>> Begin Quoted passage

While the probability of losses ___ as the investment horizon lengthens, the magnitude of potential losses ___. a. Grows; Grows b. Grows; Falls c. Falls; Grows d. Falls; Falls
Answer C. This conclusion is based off table 5.5. It shows that the probability of return being less than 0(a negative return) decreases from 1 to 10 year investments and decreases again from 10 to 30 year investments. This implies that long-term investments are less risky than short-term investments, if magnitude is not taken into account. The wealth relative shows that the final value of the portfolio as a fraction of initially invested funds actually decreases from 1 to 10 year investments and decreases from 10 to 30 year investments. This more accurately represents investment risk over time.
What was the average risk premium offered on passive risky portfolios from 1926 to 2015? a) 10.9% b) 8.3% c) 9.6% d) 12.5%
Answer is B.
The effective annual rate (EAR) and the annual percentage rate (APR) are both used to annualize interest rates. What's the difference between the EAR and APR?
Answer: EAR: -Uses compounded interest -Used to calculate annual interest rates on longer-term investments (> 1year) APR: -Uses simple interest -Used to calculate annual interest rates on shorter-term investments (< 1 year)
Draw the graph and describe the relationship that determines the real interest rate Briefly describe the two entities that can shift the supply and demand curve and how.
Answer: The real interest rate in relation to funds is determined by an upward sloping supply curve and a downward sloping demand curve. The higher the real interest rate the greater the supply of household savings, and the lower the real interest rate the more businesses want to invest due to the lower rate on the funds they would need to finance new projects. Equilibrium real interest rate is the intersection of supply and demand. (Graph Image) The government and the Federal reserve can shift the supply and demand curve. Changes in monetary and fiscal policies can shift the curves to the left or right, i.e an expansionary monetary policy would shift supply to the right.
Question: If you plan to hold a mutual fund for over 20 years, would you prefer paying a load or 12b-1 fees?
Answer: A Load. Loads are paid only once for each purchase, whereas 12b-1 fees are paid annually. So, when holding the fund for a long time, a load would be preferable.
What type of investor is happy to engage in fair games and gambles? a) Risk Lover b) Risk-Neutral c) Risk Adverse d) Risk Taker
Answer: A Risk Lover a- A Risk Lover investors are happy to engage in fair games and gambles. b- Risk-neutral investors judge risky prospects solely by their expected rates of returns. c- Risk Adverse investors reject investment portfolios that are fair games or worse. d- Risk Takers are not defined in the book. This is a multiple distractor answer that is made to add complexity with being similar to Risk Lover. Page 167-170
Which security is viewed as a risk-free investment? (A) Stock (B) Treasury Bill (C) Municipal Bond (D) Corporate Bond
Answer: B Explanation: Treasury bills are back by the full, faith and credit of the US Government. We work under the assumption that by default, there are inherently without risk. Bond's still face default risk (depending on who you purchase from). There's a big difference between Joe Blow's new corporation and Disney. Municipal bond risk, remember orange county in 1991?

>> End Quoted passage

▶ _Short exercise 1_: According to the finance quiz, how often are 12b-1 fees paid?
The finance quiz and the entries below it come from unrelated sources.

>> Begin Material for this task

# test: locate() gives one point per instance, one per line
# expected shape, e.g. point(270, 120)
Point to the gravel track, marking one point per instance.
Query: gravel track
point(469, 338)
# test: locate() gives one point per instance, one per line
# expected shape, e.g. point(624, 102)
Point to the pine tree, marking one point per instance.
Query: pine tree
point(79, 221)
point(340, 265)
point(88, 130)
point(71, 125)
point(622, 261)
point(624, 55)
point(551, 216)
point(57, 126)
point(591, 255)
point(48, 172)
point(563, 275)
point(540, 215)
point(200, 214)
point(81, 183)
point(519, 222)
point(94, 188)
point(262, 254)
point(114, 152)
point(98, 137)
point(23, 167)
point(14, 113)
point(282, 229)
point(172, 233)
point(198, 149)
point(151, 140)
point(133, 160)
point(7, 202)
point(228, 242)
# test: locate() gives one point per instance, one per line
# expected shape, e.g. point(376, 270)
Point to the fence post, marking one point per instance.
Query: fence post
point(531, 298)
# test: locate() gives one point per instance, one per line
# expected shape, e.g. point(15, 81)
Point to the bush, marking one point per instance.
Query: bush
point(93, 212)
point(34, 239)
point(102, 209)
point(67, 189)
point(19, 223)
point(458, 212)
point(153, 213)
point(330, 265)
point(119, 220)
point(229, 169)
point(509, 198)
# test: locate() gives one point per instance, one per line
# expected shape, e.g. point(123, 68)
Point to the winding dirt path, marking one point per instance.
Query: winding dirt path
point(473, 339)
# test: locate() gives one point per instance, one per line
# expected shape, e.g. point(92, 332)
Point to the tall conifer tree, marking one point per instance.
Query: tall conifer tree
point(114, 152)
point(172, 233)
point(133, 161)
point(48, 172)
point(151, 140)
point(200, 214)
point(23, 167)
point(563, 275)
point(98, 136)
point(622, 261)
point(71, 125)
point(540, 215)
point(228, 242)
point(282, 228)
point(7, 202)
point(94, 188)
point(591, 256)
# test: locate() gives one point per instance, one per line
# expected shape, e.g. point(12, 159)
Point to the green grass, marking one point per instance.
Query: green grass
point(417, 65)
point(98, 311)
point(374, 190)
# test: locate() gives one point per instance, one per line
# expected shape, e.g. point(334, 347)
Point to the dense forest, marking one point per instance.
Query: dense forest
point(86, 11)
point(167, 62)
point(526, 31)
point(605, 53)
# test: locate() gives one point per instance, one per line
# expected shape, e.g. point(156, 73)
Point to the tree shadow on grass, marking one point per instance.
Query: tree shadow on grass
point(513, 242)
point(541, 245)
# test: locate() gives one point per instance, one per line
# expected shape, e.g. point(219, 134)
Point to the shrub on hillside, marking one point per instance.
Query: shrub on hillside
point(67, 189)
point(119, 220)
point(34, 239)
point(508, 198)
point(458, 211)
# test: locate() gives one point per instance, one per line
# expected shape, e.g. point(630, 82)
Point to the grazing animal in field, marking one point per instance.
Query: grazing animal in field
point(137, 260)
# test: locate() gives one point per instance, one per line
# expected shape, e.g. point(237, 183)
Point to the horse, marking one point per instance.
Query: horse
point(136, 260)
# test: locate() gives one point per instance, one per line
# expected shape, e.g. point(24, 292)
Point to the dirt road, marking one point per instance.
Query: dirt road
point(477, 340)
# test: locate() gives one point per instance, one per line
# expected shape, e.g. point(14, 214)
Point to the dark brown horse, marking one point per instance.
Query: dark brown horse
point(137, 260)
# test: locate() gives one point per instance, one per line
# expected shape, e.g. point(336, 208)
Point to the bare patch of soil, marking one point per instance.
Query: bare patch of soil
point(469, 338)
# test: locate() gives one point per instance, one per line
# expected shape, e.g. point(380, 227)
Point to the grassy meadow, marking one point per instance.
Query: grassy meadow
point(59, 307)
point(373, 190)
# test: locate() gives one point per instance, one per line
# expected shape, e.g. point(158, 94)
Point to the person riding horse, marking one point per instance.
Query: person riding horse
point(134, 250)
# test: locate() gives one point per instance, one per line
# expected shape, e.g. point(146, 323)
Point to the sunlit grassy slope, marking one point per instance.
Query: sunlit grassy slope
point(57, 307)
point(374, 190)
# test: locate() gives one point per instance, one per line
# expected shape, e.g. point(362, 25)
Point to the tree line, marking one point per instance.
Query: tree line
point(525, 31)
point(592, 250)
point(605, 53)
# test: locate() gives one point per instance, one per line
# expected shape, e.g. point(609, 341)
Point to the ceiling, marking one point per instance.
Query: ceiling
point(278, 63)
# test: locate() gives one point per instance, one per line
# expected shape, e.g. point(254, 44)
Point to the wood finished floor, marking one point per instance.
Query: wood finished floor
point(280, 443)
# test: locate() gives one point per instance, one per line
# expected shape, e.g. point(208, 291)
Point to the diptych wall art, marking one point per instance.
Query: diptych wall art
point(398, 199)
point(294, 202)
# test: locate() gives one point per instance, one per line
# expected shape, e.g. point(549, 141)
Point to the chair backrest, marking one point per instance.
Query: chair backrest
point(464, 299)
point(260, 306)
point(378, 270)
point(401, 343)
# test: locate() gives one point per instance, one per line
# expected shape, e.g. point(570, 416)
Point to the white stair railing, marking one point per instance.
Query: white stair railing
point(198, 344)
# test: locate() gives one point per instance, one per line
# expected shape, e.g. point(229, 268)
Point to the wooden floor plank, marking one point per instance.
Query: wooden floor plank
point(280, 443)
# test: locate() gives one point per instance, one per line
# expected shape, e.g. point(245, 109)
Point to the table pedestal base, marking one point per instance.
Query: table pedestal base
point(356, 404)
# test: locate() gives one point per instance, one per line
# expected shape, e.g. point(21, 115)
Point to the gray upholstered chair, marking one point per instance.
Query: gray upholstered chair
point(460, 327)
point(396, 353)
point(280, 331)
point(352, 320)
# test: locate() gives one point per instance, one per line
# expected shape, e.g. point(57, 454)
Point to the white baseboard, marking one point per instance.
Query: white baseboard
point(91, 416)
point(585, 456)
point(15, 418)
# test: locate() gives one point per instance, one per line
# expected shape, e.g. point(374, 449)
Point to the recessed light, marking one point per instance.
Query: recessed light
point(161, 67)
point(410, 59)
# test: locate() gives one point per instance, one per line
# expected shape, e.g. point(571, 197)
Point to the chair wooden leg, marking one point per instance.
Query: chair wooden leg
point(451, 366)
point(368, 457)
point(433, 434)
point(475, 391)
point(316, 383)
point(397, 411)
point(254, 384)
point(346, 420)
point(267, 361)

>> End Material for this task
>> Begin Material for this task

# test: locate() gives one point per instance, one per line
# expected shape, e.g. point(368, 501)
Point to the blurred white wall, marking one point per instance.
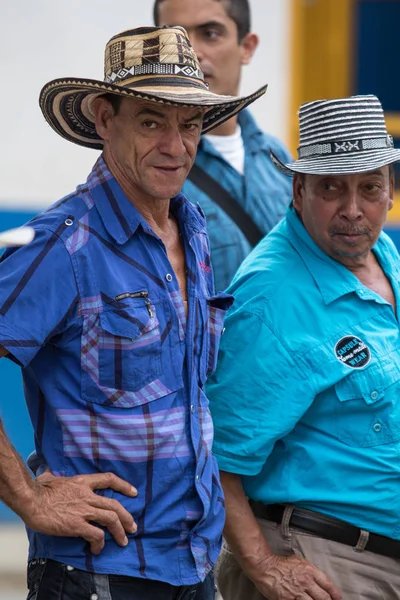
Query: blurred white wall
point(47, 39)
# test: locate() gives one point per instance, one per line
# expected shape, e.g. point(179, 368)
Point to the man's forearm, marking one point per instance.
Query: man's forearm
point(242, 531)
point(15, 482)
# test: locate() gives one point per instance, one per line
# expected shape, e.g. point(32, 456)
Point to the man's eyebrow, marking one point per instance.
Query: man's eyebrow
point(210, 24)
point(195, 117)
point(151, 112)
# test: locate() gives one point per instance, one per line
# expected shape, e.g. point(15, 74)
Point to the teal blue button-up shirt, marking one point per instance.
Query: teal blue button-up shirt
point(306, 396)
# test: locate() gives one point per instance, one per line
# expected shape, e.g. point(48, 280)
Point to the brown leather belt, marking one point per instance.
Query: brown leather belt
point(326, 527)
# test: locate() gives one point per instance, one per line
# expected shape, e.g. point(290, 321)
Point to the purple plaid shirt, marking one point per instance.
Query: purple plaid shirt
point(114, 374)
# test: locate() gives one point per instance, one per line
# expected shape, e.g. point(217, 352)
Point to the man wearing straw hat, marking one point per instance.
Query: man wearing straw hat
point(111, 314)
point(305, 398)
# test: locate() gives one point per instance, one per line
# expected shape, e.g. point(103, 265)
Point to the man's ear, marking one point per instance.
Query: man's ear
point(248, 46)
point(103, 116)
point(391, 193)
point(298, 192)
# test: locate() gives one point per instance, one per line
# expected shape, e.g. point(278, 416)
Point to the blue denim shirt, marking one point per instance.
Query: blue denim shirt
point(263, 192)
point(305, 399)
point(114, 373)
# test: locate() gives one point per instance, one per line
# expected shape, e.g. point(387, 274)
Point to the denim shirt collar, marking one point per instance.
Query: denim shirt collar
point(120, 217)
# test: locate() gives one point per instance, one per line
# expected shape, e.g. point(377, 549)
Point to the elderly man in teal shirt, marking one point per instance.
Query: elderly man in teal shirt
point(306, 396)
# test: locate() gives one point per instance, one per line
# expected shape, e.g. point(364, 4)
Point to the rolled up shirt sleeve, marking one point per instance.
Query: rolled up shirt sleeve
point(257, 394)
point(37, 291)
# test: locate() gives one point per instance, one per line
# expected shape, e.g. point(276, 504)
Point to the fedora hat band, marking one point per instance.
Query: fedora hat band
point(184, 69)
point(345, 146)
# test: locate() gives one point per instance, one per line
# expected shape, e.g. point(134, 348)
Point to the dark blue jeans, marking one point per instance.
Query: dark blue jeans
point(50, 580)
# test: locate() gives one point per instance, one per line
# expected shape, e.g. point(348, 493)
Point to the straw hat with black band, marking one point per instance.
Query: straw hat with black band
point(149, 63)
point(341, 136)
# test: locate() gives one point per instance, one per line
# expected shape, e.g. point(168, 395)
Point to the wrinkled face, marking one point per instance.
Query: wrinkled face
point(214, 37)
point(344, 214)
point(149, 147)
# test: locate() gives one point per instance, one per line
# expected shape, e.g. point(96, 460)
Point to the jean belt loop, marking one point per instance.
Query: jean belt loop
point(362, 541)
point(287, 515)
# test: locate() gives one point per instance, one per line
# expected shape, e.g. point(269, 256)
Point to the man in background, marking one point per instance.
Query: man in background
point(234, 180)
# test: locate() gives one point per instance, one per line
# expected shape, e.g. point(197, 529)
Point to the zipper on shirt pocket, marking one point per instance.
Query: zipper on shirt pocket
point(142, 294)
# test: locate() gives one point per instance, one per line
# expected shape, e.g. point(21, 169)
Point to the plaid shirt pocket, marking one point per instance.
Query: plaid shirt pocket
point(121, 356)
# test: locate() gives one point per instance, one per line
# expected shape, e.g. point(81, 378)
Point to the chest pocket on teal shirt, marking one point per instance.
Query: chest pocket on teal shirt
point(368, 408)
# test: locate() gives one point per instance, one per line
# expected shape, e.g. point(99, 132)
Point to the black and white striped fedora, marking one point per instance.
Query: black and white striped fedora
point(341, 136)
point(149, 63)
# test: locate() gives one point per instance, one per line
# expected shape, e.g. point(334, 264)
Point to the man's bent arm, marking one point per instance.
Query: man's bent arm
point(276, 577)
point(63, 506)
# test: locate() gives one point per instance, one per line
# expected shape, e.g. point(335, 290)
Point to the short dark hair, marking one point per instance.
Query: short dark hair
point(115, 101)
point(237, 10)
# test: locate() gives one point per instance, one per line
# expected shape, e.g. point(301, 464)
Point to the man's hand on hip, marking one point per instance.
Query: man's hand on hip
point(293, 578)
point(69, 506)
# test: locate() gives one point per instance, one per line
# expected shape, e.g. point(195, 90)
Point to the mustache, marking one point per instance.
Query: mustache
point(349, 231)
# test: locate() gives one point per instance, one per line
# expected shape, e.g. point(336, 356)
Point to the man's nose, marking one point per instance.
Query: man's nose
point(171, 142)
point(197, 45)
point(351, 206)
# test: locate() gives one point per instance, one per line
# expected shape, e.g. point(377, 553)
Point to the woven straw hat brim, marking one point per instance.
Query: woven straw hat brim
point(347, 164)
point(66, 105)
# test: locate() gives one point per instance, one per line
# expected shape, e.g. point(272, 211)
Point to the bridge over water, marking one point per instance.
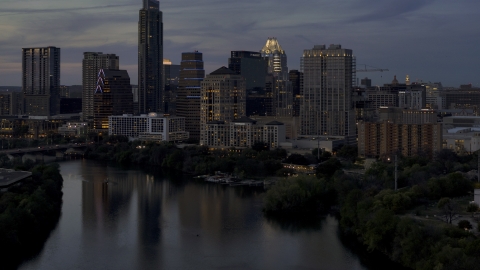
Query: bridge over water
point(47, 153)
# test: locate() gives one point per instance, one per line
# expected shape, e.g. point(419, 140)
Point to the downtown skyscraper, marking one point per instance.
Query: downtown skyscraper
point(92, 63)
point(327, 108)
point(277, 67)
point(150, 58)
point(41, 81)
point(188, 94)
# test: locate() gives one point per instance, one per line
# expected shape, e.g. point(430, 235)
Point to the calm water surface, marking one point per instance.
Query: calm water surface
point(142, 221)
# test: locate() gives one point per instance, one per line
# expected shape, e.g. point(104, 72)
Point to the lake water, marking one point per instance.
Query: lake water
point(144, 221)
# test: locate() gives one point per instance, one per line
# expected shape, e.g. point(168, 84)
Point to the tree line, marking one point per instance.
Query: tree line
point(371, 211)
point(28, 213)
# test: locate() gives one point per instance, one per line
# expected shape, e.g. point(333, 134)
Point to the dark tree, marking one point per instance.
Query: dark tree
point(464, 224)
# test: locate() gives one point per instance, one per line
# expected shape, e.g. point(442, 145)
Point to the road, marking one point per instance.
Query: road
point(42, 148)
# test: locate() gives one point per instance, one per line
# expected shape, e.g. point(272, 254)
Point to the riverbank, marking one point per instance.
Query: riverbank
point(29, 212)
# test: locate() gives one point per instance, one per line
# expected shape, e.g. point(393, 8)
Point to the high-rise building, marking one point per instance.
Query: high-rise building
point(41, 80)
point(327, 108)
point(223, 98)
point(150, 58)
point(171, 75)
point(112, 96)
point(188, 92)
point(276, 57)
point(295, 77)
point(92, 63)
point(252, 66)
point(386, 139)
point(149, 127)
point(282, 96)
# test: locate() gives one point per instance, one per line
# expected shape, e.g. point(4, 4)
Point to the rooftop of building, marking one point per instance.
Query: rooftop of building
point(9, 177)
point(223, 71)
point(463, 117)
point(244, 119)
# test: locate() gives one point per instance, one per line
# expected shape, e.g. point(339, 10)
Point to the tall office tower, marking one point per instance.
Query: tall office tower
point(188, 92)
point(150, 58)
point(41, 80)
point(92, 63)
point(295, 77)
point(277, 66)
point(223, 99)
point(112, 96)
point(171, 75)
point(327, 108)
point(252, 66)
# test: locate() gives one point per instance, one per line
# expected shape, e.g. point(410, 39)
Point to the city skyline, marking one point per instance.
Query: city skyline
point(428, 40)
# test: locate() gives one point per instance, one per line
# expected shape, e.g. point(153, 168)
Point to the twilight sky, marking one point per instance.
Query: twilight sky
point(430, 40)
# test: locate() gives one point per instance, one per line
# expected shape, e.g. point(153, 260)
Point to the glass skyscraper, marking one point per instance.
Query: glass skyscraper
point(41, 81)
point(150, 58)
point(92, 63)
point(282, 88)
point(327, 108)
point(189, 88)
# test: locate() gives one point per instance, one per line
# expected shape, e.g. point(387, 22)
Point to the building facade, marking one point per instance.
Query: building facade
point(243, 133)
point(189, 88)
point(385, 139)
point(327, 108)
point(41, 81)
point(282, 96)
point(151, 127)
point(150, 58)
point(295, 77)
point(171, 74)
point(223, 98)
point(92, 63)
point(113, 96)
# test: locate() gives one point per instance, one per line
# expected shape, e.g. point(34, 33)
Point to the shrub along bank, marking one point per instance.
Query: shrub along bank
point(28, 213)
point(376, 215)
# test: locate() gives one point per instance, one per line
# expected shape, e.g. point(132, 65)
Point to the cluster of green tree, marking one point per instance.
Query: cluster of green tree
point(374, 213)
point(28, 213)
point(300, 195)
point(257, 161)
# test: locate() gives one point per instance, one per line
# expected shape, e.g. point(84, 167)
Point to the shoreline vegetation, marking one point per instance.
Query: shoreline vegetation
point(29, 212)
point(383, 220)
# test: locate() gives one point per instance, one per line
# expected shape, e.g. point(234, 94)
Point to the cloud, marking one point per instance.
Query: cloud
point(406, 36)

>> End Material for this task

▶ _Short exercise 2_: Please list every line of the entries that contains the string "floor", matching case exactly.

▶ _Output 1_: Annually.

▶ _Output 2_:
Point to the wood finished floor, marking one point per instance.
Query: wood finished floor
Point to the wooden floor plank, marking one point per instance.
Query: wooden floor plank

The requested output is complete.